# AIM A
In the Corvette audio install thread, why does mounting the JBL MS8 controller inside the glove box not interfere with its remote?

BEGIN QUOTED PASSAGE

# 2008 C6 Corvette Coupe - Seas, JBL, Exile, Cerwin-Vega, Pioneer



## simplicityinsound (Feb 2, 2007)

Hey Guys,

Just wrapped up work on a 2008 C6 Vette coupe. It’s a car that I have a love/hate relationship with it in general. I love the fact that the doors, once properly sealed, form a cavernous cabinet that produces awesome midbass, as well as the huge expanse of cargo space for a high performance sports car; yet I hate having to peel the factory vinyl inch by inch off the stock pillars, and the cheap clips that GM continues to use throughout their vehicles!

anyway, let’s get to the goals of this project:

1. to achieve a high degree of SQ at a very considerable volume level - the owner stated that the car is driven around a lot with the roof off, so the music needs to overcome the noise of open-air highway driving.

2. to keep the install in the back as low to floor as possible, and maintain the two storage bins at the backend. This means no corner fiberglass sub enclosures.

3. just achieve in general, a laid back, clean and classy look.


so...let’s get started.


For signal source, the customer provided me with a Avic-Z120BT double din navigation headunit, it is installed along with a slew of adapters and modules, such as XM radio, steering wheel retention, IPod, onstar-bose adapter etc etc, in the stock location: 










prior to bringing the car to me, she had a rear view camera license plate, painted to match the car and installed on the vehicle:










and here is the z120bt accessing the rear view:










For tuning purchases, we are using a JBL MS8, and the goal was to keep the controller completely out of sight. So after some searching, I found a way to mount it in the glove box so it’s high and tucked away, still leaving plenty of space for the usual documents and papers. And since the MS8's remote control operates on RF instead of IR, having it there doesn’t affect the signal reception at all. 










As per the customer's instructions, I also ran the Pioneer USB/IPOD cable into the center armrest, coupled with the iPod adapter, this gives her the flexibility to run either an iPod/iphone, or a USB storage device.










The front stage consists of a pair of Seas Lotus Reference 8" midbasses and the RT27F tweeter. the tweeters, as usual, were molded into the stock A pillars. A location that has worked well for me in past C6 projects.

so here are the finished results, wrapped in black vinyl:


----------



## simplicityinsound (Feb 2, 2007)

onto the build pics. as I said, doing a set of C6 pillars is gotta be one of the biggest PITA things out there. The stock leather has an adhesive foam backing that sticks to the plastic, and it fights you tooth and nail to come off. and leaves a trail of residue for you to scrape off even after they come off. Here you see the pillars stripped down to bare plastic, with the rings aimed and attached. but you can still see a ton of glue residue on the plastic itself that will require further attention:










next, grille cloth was pulled to form the pod shape, resin applied, allowed to cure, and then reinforced from the inside via the mixture of duraglass and resin. and then, the edges of the grille cloth were trimmed. here you still see the residue from the stock adhesive:










then, all the glue residue was scraped off with my thumbs  little by little, as I didn’t want to damage the plastic with goof-off or other chemicals. then I applied filler and smoothed out the entire shape. for once, the actual sanding portion of this job was the easier one.










then, black vinyl was wrapped around the entire shape, the stock vents and on-star mic snapped back in, and the Seas tweeters wired up and ready to go



















the tweeters were then installed into the pillar, and now these are ready to go back into the car:


----------



## simplicityinsound (Feb 2, 2007)

END QUOTED PASSAGE
BEGIN INPUT

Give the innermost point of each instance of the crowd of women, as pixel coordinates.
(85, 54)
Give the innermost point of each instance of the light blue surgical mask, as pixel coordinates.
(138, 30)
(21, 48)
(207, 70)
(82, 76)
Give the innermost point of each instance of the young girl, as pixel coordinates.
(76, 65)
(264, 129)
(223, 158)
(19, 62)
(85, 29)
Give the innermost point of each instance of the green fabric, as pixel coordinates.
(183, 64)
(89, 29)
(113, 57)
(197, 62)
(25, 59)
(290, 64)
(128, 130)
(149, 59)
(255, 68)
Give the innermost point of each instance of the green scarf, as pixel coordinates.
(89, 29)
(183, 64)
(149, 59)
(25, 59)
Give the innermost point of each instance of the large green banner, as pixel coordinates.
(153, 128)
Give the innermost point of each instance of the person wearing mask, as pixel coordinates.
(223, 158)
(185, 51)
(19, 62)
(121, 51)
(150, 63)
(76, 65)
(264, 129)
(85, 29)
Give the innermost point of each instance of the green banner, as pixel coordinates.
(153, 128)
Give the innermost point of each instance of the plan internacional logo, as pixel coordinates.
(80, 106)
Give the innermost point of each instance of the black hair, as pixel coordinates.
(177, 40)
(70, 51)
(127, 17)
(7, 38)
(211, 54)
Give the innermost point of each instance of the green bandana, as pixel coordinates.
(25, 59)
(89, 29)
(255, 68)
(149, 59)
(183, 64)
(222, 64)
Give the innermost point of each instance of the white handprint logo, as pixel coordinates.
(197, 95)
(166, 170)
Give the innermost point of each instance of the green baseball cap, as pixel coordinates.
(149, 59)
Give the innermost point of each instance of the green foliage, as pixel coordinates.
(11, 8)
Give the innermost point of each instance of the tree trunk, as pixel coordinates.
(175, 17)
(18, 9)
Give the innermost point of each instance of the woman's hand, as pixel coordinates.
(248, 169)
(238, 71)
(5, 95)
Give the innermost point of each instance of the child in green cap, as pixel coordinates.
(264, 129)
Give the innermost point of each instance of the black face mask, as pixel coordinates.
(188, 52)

END INPUT

# AIM B
Render the listing as a two-column CSV with the columns request and points, covering everything from the line containing "foliage, as pixel coordinates." down to the end of the listing. Give one row per request, put each field in quotes, and turn line breaks into spaces.

# FULL ANSWER A
The MS8's remote control operates on RF rather than IR, so having the controller in the glove box does not affect signal reception at all.

# FULL ANSWER B
request,points
"Give the innermost point of each instance of the green foliage, as pixel coordinates.","(11, 8)"
"Give the innermost point of each instance of the tree trunk, as pixel coordinates.","(175, 17) (18, 9)"
"Give the innermost point of each instance of the woman's hand, as pixel coordinates.","(248, 169) (238, 71) (5, 95)"
"Give the innermost point of each instance of the child in green cap, as pixel coordinates.","(264, 129)"
"Give the innermost point of each instance of the black face mask, as pixel coordinates.","(188, 52)"